- What the exercise asks -
Repeat, exactly and completely, the entries shown underneath.

- Exercise data -
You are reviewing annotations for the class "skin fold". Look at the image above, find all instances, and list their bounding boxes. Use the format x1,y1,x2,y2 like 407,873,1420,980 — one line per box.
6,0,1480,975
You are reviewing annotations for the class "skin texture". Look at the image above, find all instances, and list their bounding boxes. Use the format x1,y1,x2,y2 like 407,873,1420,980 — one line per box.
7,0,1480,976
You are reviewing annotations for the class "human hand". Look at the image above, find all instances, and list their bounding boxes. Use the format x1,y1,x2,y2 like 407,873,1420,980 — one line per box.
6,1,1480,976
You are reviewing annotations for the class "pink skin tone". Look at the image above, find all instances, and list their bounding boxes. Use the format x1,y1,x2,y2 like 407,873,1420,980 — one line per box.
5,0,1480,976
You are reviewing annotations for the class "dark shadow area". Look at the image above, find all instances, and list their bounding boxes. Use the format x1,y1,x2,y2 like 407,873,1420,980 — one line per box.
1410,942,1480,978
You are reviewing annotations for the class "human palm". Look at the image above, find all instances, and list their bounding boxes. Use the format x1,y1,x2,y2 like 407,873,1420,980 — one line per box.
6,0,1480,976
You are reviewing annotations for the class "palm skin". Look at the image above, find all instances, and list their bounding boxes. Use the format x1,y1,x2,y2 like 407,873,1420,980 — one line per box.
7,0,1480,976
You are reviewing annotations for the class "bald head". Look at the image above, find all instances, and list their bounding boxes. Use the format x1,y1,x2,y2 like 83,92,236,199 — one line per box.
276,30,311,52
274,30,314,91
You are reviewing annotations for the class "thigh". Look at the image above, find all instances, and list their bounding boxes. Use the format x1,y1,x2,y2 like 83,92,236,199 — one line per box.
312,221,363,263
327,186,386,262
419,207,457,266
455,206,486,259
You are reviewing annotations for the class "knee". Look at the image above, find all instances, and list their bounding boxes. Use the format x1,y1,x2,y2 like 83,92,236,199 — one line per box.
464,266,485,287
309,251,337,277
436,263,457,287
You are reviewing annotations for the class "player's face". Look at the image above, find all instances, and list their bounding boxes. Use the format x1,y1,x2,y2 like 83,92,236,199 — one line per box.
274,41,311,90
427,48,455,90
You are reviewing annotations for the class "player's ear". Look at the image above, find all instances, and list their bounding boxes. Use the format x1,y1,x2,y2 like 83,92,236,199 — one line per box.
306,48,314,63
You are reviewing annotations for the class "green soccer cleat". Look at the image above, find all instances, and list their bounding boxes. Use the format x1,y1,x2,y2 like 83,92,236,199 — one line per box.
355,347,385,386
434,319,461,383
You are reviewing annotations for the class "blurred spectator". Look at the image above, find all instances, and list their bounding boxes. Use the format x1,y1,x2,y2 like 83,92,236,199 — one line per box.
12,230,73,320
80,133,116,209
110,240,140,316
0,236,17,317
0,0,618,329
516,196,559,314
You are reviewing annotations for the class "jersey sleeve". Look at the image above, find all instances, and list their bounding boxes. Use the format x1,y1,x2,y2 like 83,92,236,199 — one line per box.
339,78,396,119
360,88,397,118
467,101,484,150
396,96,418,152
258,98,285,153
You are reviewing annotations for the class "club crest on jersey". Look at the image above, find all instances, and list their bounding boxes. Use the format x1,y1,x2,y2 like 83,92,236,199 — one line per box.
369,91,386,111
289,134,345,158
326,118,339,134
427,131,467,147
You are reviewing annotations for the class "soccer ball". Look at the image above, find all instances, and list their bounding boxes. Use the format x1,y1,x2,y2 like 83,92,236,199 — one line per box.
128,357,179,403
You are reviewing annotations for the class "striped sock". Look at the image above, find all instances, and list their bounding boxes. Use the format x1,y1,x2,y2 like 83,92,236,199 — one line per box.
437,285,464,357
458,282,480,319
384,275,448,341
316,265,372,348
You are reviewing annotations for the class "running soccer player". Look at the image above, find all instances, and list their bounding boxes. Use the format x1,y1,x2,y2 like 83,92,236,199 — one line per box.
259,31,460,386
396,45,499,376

- Answer area -
You are reviewing annotations for the class "skin fold". Look at the image above, find all instances, and list their bounding boxes. Use the format x1,y1,x2,y2 like 407,873,1420,980 — one line per box.
6,0,1480,975
You are reviewing annotations for the class "skin texture". Look at the image above, find all instances, and list their bounding boxes. Use the format x1,y1,x2,y2 like 407,873,1420,980 — one line per box.
7,0,1480,976
You are reviewing annotations for the class "human hand". Look at the image above, find all instances, and list their bounding boxes. Use the format x1,y1,x2,y2 like 407,873,1420,980 — one line per box.
6,1,1480,976
You are reviewing annotations for the class "pink skin tone". Look at the image above, find all instances, and list their bounding boxes. Use the format x1,y1,x2,y2 like 407,873,1420,980 — one line per box.
5,0,1480,976
You are reviewing annotations for the class "dark shadow area". Look at the image above, find all instances, and list their bounding boxes. Use the format x1,y1,x2,y2 like 407,873,1420,980 — one line per box.
1410,942,1480,978
You are reviewing annotations for the class "human palm". Look at the image above, find all instances, and list their bounding boxes. Use the format x1,y1,x2,y2 like 407,873,1420,980 — one line per box.
6,0,1480,976
You are reviewing annotations for the class "palm skin". Look at the image above, find all instances, and list their bounding boxes. Use the format x1,y1,x2,y2 like 407,873,1420,980 — one line per box.
7,0,1480,976
You are reviewing annotations for the class "bald head". Look at the image above, find all instances, and list their bounding boxes. Use the format x1,y1,x2,y2 like 83,92,236,199 — one line per box.
276,30,311,52
274,30,314,91
You are reviewing annotations for the class "thigh". Look at the image above, find all instances, and list their bounding boxes. Use the format x1,y1,x2,y2 like 83,92,236,199 — one line per box.
312,221,363,263
327,186,386,262
419,207,457,266
455,206,486,259
You are reviewing annotations for the class "knee". Look at the image above, find all instances, and list their bounding boxes. Use the format x1,y1,x2,y2 like 83,92,236,199 — one line per box.
464,266,485,287
309,251,337,277
436,263,457,287
You are reviewing annotations for the class "player's face". Look at the image above, find all instances, and list their bounding boxes. Use the format x1,y1,x2,y2 like 83,92,236,199 — one line per box.
274,41,311,90
427,48,455,90
You are reviewing annotations for the class "player's ear". Look at the image above, find all instances, and list their bounding boxes. Use the format x1,y1,x2,y2 like 83,92,236,199 — one line per box.
306,48,314,63
You are reviewing annotations for the class "green soccer cleat". Look at the image above, find all instances, and list their bounding boxes. Use the format x1,y1,x2,y2 like 83,92,236,199 — one line per box.
355,347,385,386
434,319,461,383
You are reviewing annotations for the class "blurred spectator". Look at the image above, find all instances, and list their bounding boxes. Use the format x1,y1,x2,y2 like 83,92,236,199 — one line per box.
12,230,73,320
80,133,116,209
110,240,140,316
0,236,17,317
0,0,618,329
516,196,559,314
You are reviewing annotations for the class "jersey sleeve". Look at the image above, find all instances, and list their bounding boxes. Use the format x1,y1,x2,y2 like 83,92,236,199 — one line per box.
339,78,396,119
360,88,397,118
467,101,484,150
396,96,418,152
258,98,285,153
You are reviewing annotations for the class "club crest on jersey". Look at the image above, find all instances, and list their bounding boxes. Use the format x1,y1,x2,y2 like 83,92,236,199 — one line per box.
369,91,386,111
289,134,345,158
326,118,339,134
427,131,467,147
You are reviewing annotations for the class "soccer ball". Look at the image above, find all instances, and list their bounding boxes. Use the format x1,y1,x2,y2 like 83,92,236,199 — one line per box.
128,357,179,403
You are reviewing annotations for the class "striped sock". Look at the image above, find all instances, and list their bounding boxes. Use the format x1,y1,x2,y2 like 83,92,236,199 — one line per box.
437,285,464,357
458,282,480,319
384,275,448,341
316,265,372,348
You are reviewing annotations for the class "running soccer player". Look at the image above, find all instances, and list their bounding boxes. Use the format x1,y1,x2,y2 like 83,92,236,199 — one line per box.
259,31,460,386
396,45,499,376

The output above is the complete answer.